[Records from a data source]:
━━━━

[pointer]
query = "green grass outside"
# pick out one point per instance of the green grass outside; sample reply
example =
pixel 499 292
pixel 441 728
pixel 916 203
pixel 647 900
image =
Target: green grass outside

━━━━

Gather all lines with the string "pixel" from the data.

pixel 499 292
pixel 441 728
pixel 916 203
pixel 647 900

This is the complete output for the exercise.